Records from a point labeling set:
--- Start ---
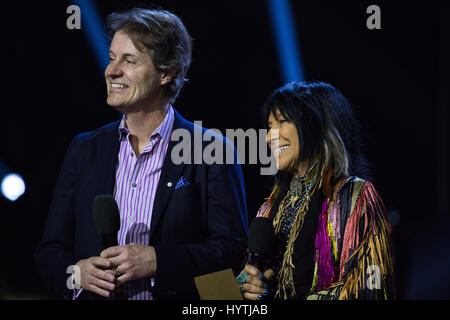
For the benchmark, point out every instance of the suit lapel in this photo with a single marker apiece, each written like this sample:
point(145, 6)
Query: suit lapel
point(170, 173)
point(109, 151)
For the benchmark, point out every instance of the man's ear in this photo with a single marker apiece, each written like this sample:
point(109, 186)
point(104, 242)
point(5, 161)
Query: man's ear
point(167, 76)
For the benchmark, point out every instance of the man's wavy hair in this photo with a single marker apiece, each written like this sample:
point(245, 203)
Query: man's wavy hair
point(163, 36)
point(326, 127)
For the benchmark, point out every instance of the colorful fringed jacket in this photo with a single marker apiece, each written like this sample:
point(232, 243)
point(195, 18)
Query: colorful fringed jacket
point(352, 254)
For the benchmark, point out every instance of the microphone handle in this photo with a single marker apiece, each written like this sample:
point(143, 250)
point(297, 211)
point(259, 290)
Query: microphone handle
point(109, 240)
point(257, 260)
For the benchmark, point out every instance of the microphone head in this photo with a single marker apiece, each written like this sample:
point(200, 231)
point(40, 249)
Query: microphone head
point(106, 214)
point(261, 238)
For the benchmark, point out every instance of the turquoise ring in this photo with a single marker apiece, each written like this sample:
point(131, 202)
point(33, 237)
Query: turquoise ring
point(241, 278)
--- End ---
▶ **TASK INSTRUCTIONS**: Write out the rows again, starting at the line containing "For the benchmark, point out every instance of the turquoise" and continuing through the end of the rows. Add 3 to every coordinate in the answer points and leave all other lines unchanged.

▶ **WRITTEN ANSWER**:
For the benchmark, point out every instance of the turquoise ring in this photo with a single marker apiece, each written like this sample:
point(131, 202)
point(33, 237)
Query: turquoise ring
point(244, 281)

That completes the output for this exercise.